■ Your instructions
Extract, verbatim, all lines starting at the one containing "the blue surgical" and ending with the final line of the listing, and no others.

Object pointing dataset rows
## Begin

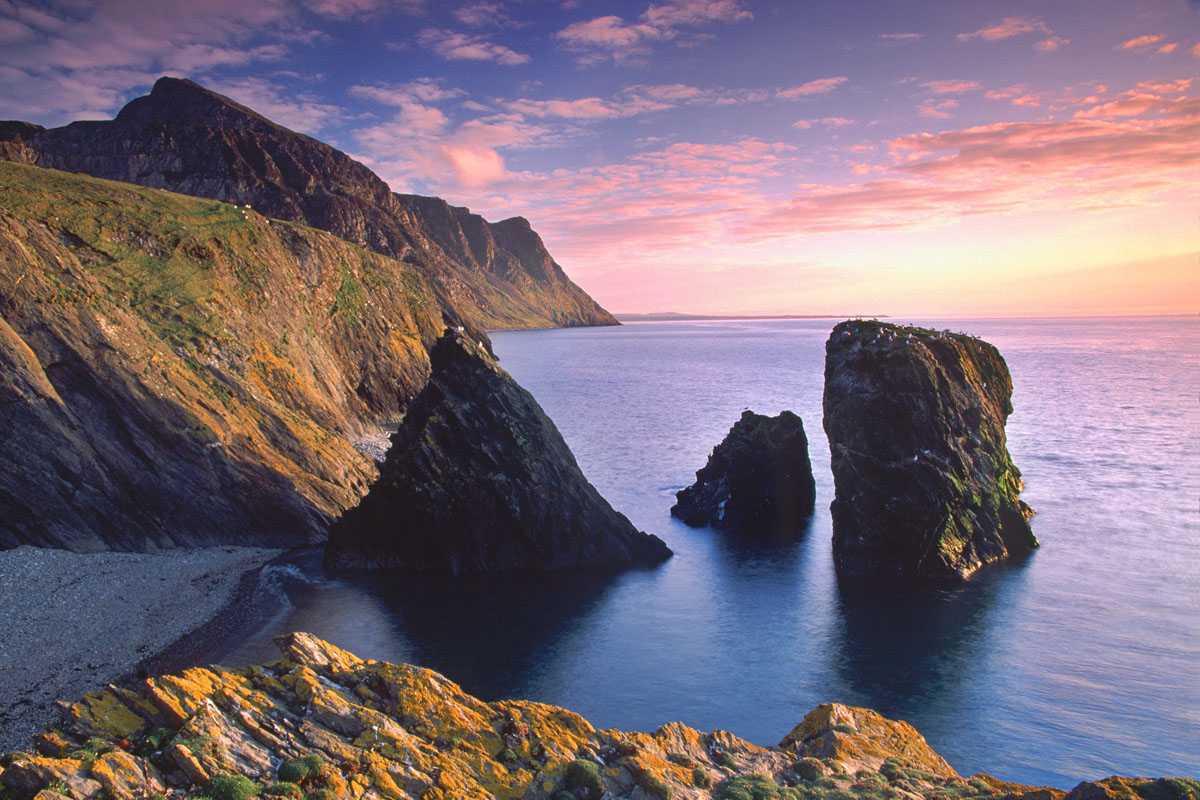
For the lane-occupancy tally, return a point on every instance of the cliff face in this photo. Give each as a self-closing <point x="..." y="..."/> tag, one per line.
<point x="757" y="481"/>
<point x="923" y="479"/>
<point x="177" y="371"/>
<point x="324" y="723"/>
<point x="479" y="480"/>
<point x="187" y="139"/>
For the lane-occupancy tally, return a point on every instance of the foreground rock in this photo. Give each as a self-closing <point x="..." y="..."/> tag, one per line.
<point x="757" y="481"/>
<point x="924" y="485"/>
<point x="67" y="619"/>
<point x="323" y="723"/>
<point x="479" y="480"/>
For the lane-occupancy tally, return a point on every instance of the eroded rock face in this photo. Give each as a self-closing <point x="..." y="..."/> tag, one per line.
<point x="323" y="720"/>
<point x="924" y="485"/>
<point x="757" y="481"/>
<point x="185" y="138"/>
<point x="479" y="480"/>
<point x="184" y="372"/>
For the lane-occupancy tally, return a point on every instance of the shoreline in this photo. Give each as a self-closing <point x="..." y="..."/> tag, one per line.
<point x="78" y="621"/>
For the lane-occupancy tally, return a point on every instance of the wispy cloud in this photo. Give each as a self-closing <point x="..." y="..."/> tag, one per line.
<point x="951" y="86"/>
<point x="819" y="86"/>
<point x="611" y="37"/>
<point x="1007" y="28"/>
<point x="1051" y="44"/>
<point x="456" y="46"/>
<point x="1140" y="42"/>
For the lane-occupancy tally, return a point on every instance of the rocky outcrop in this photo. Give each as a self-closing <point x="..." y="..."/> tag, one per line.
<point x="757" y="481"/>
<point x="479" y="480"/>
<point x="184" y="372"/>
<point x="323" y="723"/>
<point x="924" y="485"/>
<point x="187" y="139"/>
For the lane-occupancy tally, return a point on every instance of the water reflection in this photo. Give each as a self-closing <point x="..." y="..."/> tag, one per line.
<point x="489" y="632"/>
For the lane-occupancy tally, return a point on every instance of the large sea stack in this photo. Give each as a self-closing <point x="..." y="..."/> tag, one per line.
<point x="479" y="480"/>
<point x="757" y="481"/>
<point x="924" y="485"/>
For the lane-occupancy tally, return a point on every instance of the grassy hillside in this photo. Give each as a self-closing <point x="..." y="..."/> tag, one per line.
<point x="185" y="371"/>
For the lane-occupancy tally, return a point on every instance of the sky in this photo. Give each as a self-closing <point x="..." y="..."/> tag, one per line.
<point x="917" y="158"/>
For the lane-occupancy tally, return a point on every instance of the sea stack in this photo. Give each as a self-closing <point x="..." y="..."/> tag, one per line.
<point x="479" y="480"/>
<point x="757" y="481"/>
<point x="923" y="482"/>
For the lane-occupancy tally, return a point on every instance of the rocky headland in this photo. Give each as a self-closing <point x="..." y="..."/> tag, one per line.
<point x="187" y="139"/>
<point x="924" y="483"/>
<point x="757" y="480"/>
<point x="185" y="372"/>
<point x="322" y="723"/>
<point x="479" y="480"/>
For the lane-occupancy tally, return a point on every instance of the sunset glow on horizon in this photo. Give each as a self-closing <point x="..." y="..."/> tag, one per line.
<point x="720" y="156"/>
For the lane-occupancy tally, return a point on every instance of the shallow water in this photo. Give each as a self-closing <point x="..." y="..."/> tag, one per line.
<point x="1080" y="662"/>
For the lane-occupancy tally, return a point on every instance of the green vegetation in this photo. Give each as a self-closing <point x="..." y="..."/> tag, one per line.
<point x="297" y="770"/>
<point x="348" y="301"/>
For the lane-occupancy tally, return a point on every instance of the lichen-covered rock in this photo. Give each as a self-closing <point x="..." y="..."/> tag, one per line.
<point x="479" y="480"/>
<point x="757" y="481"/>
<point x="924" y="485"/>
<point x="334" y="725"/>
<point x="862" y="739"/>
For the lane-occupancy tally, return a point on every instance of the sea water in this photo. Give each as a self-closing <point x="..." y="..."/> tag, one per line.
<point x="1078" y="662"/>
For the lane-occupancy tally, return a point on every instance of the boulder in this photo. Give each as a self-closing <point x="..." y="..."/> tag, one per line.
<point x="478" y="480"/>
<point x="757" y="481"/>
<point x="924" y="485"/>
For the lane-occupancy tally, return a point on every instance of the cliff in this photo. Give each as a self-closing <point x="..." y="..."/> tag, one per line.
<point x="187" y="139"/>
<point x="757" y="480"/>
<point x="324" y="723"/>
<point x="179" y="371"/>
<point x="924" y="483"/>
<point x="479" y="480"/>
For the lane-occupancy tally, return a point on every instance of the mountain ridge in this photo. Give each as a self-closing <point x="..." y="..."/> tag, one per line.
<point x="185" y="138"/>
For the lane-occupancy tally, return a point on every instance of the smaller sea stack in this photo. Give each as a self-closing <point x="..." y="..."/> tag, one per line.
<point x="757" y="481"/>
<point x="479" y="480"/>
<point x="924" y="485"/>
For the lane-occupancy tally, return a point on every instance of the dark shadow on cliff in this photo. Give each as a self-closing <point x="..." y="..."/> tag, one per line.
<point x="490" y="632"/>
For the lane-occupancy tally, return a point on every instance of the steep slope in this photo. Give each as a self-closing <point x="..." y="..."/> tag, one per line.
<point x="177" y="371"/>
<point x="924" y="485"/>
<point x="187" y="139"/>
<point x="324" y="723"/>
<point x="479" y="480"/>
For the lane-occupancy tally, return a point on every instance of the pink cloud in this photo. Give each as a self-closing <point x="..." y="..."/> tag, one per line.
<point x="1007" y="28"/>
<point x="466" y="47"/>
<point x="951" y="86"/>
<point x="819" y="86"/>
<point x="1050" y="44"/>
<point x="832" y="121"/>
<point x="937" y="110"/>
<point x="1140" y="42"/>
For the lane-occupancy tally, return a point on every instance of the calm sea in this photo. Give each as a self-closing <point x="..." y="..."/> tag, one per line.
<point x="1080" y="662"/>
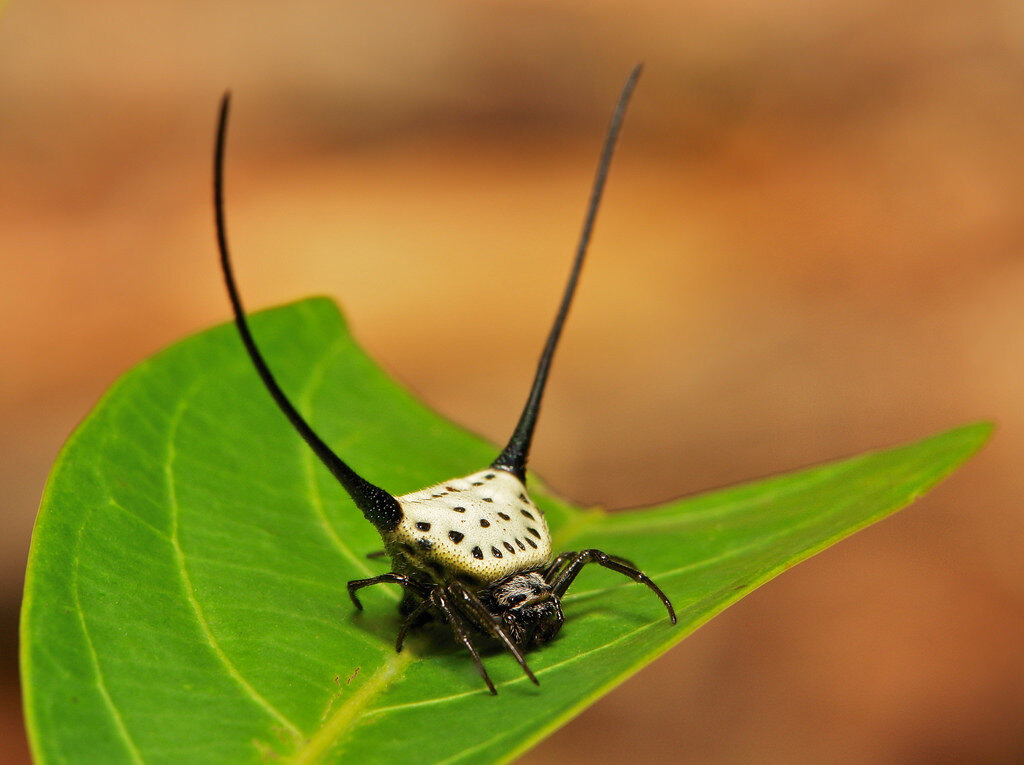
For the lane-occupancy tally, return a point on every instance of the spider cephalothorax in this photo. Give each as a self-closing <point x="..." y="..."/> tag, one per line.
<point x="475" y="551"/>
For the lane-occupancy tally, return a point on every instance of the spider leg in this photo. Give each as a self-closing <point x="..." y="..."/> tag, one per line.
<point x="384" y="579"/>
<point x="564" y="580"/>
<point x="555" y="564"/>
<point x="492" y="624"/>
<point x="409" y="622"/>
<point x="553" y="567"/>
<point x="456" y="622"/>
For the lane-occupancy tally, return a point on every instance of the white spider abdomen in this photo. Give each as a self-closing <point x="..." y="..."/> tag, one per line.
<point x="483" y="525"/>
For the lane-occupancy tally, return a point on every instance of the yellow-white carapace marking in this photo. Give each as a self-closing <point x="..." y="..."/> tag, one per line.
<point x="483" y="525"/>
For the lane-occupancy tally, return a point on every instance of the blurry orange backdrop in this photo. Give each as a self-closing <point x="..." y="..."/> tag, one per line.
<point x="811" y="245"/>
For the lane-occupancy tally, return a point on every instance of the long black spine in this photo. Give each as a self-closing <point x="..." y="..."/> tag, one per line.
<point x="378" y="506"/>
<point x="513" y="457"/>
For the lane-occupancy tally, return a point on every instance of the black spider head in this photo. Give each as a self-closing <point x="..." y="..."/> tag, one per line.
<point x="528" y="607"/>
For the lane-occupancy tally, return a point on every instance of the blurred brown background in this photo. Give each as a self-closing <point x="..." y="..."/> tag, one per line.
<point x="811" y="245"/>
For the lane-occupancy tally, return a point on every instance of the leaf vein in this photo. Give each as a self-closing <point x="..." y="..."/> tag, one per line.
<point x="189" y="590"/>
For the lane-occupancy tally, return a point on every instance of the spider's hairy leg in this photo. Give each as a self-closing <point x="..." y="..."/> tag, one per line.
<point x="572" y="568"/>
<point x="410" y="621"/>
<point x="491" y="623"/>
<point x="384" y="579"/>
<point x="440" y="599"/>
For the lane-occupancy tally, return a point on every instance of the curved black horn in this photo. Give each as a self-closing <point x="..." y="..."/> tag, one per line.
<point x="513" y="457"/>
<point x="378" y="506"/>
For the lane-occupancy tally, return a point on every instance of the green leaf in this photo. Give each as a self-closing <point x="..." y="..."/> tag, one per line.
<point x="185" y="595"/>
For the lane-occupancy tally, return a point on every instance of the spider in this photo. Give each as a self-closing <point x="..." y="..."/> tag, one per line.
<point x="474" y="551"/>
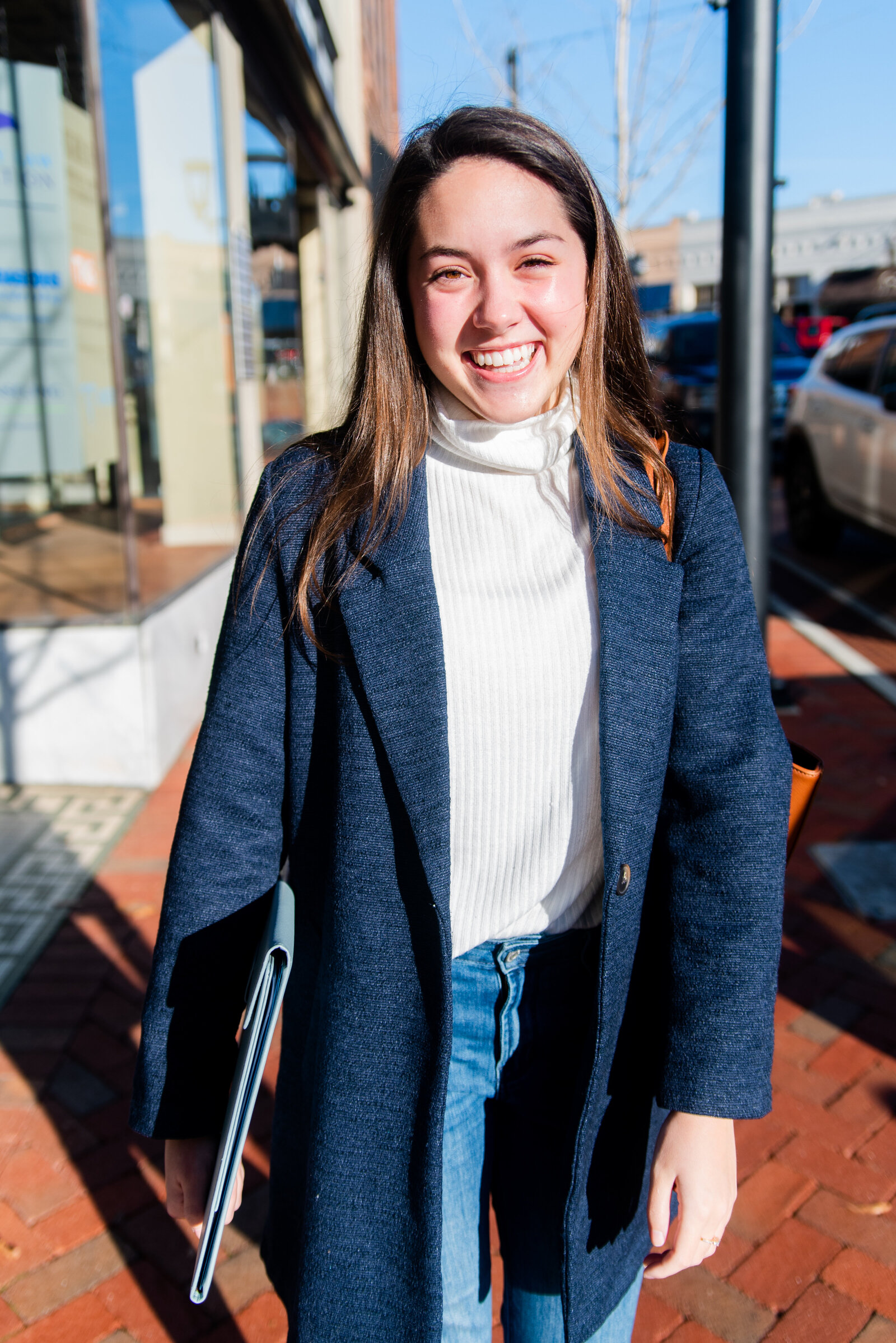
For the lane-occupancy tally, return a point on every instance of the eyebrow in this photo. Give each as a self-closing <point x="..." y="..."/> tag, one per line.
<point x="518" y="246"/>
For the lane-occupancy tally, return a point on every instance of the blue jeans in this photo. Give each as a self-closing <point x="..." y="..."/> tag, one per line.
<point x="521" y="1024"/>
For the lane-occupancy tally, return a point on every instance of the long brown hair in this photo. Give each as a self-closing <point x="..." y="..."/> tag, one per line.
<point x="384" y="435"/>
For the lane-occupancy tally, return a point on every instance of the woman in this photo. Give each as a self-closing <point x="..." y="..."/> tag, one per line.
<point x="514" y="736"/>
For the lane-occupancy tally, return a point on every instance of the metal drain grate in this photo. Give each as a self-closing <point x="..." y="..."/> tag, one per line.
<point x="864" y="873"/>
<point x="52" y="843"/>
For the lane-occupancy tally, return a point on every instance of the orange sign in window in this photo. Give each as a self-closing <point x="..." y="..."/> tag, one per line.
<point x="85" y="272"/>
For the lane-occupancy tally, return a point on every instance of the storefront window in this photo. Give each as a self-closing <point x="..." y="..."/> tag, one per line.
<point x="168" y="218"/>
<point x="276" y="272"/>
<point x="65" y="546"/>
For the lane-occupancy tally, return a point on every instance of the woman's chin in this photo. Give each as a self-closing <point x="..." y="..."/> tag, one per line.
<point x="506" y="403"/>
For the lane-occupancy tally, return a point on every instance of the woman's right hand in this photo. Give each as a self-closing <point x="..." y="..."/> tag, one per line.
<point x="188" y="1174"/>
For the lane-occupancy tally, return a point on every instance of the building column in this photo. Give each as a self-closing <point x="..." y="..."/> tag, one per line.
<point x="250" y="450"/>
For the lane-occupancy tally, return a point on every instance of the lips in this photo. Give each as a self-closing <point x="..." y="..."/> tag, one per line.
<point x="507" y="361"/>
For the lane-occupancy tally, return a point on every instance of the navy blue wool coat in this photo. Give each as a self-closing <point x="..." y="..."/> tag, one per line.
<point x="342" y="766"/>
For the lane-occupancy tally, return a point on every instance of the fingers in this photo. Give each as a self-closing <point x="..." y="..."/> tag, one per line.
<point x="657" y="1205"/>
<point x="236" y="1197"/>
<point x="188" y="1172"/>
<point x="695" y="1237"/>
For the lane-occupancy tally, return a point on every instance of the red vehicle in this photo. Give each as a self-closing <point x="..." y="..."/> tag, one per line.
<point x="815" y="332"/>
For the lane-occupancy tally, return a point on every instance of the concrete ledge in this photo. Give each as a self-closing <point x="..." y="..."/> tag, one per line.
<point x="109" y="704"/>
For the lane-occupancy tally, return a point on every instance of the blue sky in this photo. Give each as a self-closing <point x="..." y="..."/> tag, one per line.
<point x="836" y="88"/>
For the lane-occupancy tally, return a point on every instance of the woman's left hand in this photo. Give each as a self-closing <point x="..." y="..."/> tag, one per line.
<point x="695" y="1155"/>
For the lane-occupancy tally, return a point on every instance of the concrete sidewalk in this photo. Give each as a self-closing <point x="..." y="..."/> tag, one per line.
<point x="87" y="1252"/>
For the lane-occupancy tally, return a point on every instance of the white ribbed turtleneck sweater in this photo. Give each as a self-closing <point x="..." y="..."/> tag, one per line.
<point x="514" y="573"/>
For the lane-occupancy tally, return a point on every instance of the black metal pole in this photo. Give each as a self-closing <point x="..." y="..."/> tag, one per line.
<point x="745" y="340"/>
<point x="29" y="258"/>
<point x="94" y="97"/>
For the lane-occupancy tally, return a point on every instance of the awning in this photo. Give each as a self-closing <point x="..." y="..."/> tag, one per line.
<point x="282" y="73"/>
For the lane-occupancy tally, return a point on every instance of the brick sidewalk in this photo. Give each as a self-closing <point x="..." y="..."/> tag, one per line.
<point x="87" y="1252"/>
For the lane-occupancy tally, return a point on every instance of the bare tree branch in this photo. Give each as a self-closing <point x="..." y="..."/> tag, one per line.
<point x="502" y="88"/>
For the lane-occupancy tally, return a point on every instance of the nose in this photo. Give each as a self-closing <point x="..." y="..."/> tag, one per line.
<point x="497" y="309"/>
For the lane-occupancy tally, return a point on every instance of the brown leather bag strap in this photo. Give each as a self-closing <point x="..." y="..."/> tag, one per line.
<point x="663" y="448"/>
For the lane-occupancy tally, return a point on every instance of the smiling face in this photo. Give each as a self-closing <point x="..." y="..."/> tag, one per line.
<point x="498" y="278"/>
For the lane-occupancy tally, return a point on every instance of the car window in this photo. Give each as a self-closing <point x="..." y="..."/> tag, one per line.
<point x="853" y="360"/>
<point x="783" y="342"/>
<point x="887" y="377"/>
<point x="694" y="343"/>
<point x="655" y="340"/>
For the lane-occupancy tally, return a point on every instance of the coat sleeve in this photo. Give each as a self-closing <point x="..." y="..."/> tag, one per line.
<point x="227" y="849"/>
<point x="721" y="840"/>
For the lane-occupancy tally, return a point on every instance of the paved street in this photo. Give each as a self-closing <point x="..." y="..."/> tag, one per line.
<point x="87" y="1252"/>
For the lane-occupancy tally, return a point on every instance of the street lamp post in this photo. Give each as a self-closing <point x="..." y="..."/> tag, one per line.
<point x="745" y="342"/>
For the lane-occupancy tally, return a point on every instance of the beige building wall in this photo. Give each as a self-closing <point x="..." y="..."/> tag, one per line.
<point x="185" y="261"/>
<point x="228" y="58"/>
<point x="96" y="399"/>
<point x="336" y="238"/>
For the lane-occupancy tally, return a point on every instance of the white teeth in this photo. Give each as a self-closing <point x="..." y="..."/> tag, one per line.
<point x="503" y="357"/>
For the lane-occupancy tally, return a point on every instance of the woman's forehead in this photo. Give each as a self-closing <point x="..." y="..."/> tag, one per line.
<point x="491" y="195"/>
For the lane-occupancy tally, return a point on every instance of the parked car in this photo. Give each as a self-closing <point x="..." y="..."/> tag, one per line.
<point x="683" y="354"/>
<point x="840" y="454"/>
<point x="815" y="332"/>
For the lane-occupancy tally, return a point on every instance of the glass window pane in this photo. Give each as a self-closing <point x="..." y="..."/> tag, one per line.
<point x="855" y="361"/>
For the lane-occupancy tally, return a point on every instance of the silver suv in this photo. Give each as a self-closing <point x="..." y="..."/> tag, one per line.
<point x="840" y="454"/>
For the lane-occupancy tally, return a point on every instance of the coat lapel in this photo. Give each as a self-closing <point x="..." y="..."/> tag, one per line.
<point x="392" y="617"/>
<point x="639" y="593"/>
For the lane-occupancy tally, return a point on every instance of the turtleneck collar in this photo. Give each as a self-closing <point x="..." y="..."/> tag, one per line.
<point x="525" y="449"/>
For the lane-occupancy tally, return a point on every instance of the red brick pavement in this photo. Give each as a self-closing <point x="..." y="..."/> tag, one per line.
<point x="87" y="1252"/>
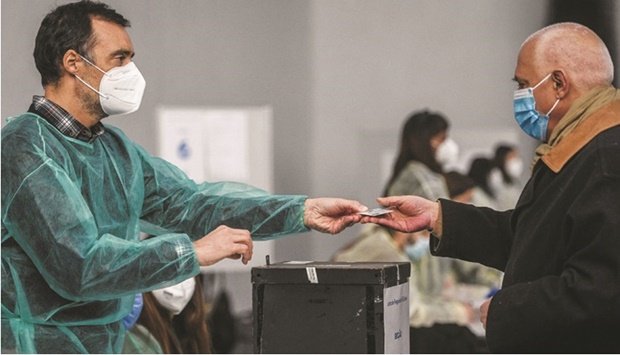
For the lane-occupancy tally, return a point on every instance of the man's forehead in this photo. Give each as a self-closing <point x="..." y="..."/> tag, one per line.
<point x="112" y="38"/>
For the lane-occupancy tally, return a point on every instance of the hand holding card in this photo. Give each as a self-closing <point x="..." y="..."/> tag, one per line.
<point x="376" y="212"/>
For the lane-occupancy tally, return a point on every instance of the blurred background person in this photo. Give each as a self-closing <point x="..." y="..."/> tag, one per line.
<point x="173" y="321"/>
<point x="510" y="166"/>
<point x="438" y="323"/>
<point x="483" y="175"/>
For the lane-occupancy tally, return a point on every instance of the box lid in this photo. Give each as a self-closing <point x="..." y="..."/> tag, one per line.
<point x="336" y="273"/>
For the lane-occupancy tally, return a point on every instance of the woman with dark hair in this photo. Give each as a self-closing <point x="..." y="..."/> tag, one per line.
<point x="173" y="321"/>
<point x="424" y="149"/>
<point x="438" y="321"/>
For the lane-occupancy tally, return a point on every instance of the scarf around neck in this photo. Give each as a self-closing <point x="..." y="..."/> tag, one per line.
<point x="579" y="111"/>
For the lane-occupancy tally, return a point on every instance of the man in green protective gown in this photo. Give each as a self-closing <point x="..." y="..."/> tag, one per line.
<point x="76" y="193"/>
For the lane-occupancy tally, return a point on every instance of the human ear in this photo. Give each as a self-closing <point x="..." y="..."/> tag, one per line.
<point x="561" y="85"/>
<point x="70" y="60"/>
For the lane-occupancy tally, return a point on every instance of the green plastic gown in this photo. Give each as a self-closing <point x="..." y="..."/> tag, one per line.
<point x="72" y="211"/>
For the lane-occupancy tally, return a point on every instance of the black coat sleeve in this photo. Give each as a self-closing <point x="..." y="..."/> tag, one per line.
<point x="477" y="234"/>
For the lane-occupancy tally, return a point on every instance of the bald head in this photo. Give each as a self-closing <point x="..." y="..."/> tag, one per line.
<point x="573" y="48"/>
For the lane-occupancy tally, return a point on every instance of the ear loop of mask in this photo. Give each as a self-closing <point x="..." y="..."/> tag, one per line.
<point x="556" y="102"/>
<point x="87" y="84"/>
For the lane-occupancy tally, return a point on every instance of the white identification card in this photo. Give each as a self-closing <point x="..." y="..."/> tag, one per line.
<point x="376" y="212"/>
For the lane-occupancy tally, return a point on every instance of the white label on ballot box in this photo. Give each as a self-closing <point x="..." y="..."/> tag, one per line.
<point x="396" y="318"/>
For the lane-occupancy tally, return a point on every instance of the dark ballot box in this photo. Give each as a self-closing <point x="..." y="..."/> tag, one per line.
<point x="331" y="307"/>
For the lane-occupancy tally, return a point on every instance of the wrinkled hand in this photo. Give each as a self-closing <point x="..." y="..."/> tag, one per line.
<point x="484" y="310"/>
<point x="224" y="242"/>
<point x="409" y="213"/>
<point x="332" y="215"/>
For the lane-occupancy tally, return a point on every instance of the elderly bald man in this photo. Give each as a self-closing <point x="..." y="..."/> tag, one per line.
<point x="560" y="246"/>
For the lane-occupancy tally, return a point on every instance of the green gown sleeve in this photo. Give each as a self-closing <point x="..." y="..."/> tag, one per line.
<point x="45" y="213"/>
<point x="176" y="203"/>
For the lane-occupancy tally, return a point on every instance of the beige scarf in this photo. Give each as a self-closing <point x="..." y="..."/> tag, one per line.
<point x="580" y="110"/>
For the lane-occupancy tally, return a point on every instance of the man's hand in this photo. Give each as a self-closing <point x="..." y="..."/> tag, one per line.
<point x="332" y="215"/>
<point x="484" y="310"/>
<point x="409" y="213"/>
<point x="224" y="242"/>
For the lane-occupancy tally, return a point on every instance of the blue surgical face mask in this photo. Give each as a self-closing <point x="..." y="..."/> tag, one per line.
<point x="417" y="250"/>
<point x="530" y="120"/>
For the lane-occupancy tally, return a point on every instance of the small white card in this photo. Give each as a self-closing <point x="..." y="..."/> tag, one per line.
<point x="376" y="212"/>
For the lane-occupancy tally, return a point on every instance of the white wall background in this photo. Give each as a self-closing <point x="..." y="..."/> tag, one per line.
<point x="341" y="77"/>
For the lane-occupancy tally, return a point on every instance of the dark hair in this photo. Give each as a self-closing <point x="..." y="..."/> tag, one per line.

## End

■ Expected answer
For the lane-occupancy tally, return a point on every instance of the blue surgical face mask in this photo. Give each as a self-closing <point x="..." y="..."/> tag, one per line.
<point x="417" y="250"/>
<point x="530" y="120"/>
For the lane-occupancy tally, return a point on every instance of the small white card in this photo. Give each as a self-closing <point x="..." y="..."/> tag, one per line.
<point x="376" y="212"/>
For the lane-occupancy tally, return a point on every instance of the white wall background in this photo. Give each as a self-closing <point x="..." y="..."/> tag, one per line.
<point x="341" y="77"/>
For the lane-occupancy tally, return a point on every instance of the dark hair in this photo. Give each as a self-closing <point x="..." y="..."/> tag, one per line.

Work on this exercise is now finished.